* BEGIN Page excerpt *

The greatness of this curate's
egg of a piece lies in its
choreography for the lead
roles, Eugene Onegin and Tatiana
- the girl whose advances
the cocky young man, stalemated
by his own fossilized pride,
cruelly spurns, only to change
his mind when it is too late
- when she has committed herself
to a sterile but comfortable
marriage with another man.
Johan Kobborg and Alina Cojocaru,
a probably incomparable pairing
in today's ballet world, exploit
the possibilities of Cranko's
choreography with sophistication
and daring. Kobborg is mesmerising
as the rake who provokes the
young girl to an hysterical
frenzy of desire - and then
dismisses her with terrible,
almost death-dealing, finality.

* END Page excerpt *

Continue the review of Cranko's ballet Eugene Onegin from its last sentence.

* BEGIN Dataset records *

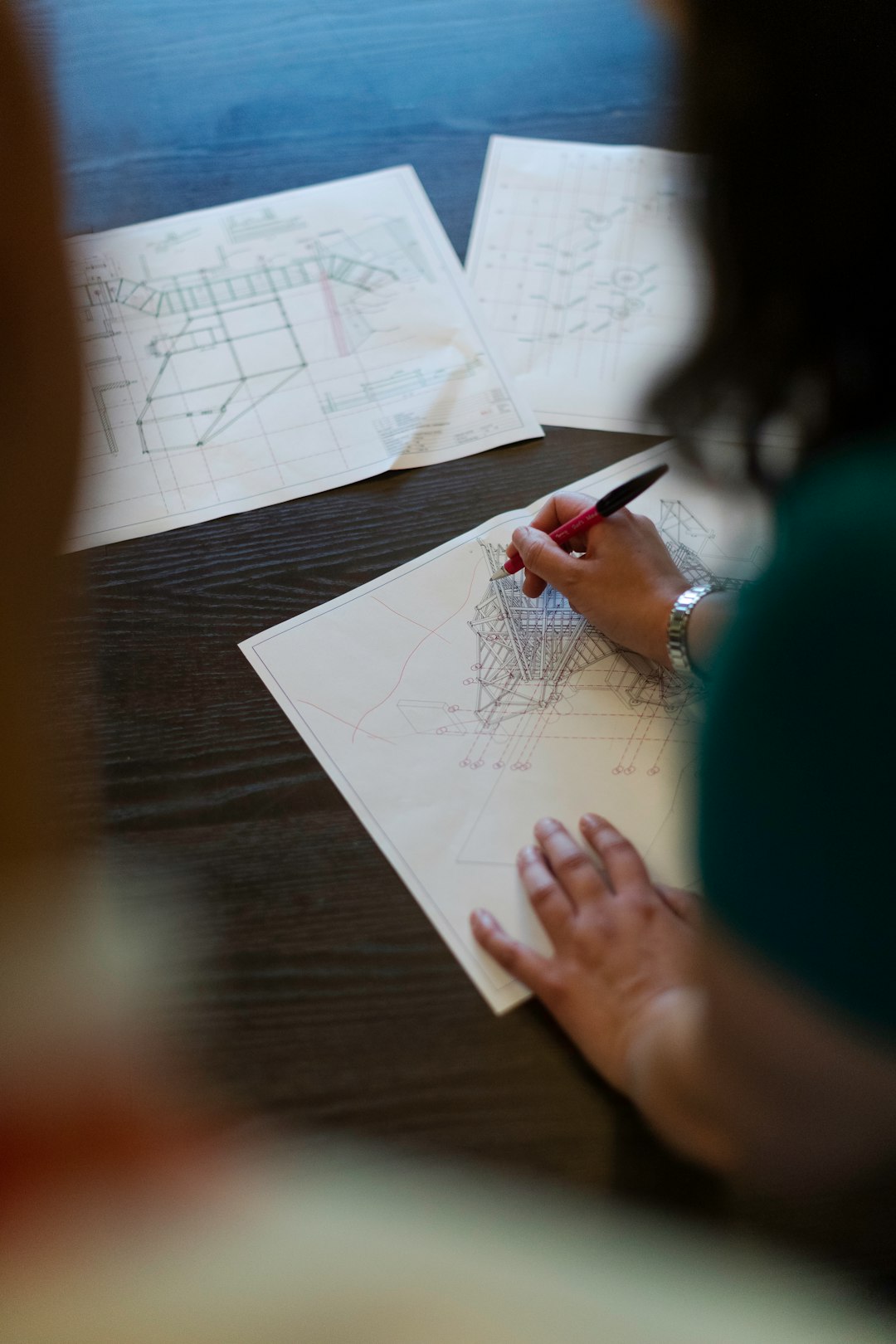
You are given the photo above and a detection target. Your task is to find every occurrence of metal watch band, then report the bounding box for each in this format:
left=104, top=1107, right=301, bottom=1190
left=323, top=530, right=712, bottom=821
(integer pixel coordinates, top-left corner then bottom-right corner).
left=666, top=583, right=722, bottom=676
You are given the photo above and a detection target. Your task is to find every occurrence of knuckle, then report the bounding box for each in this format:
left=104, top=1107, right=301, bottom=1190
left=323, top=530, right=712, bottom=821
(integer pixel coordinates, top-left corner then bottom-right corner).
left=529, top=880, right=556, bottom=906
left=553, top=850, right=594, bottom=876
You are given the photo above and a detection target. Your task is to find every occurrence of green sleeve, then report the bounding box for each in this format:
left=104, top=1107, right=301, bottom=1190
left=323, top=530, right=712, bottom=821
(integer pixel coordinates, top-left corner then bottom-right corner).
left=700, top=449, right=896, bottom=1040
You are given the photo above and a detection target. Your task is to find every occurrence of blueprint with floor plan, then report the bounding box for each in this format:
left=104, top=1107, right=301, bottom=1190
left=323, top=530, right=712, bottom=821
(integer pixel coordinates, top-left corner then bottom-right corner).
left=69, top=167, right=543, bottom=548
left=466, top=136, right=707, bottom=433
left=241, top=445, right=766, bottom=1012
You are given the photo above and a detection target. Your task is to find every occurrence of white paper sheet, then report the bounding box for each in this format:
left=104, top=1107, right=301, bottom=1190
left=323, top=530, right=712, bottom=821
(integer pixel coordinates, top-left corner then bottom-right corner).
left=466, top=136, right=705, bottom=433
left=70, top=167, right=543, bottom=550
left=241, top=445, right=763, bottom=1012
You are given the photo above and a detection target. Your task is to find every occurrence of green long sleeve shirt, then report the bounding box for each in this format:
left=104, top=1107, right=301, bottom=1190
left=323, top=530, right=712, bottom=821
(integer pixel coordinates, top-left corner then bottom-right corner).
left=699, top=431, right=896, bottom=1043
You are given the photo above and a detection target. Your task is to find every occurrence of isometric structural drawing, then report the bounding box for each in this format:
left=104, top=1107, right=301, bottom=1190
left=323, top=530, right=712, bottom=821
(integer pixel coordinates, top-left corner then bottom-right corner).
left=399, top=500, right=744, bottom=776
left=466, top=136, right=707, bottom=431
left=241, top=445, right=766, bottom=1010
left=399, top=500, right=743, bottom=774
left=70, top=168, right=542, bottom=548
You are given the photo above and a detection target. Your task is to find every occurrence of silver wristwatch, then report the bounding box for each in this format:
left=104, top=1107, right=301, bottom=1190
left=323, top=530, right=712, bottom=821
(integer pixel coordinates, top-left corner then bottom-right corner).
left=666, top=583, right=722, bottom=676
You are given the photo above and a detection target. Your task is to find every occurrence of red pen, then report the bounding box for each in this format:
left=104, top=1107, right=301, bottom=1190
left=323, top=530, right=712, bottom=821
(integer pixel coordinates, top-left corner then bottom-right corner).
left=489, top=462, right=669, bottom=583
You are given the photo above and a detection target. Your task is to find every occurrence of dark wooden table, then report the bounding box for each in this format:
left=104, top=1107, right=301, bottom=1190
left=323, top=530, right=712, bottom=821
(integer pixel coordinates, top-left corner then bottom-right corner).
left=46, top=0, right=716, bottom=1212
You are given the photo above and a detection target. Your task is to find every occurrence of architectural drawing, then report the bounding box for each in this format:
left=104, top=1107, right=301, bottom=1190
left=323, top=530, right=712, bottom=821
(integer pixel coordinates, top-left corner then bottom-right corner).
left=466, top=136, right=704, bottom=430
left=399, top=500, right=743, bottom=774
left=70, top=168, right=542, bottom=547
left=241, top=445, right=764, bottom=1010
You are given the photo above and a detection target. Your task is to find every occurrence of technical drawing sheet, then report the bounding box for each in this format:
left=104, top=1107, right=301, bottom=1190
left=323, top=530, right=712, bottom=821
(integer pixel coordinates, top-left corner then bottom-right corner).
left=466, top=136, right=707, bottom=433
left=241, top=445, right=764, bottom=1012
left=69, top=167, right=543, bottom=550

* END Dataset records *

[Answer to the task]
Cojocaru's deeply moving Tatiana
begins as all carefree, bookish
innocence, morphs effortlessly
into one possessed - recklessly
staking everything to get
Onegin - and ends up as the
stately married woman who
forces herself to put fidelity
before passion. Both these
prodigiously talented dancers
have developed immensely in
the last two years or so:
he from a technically perfect
dancer whose emotional range
and subtlety were frankly
limited; she from a heavenly
gazelle who looked incongruous
when cast as a mature, ethically-responsible,
socially-embedded woman.
Both have in spades what they
used to lack. Cojocaru is
spellbinding as she regally
dismisses Onegin at the end
of the third act while also
blasting us with her trembling
and crumpled inner world.
Onegin's despair at his irreversible
folly leaves him - and his
audience - on a rack. Kobborg
and especially Cojocaru are
- and one should use the term
sparingly - becoming very
great dancers.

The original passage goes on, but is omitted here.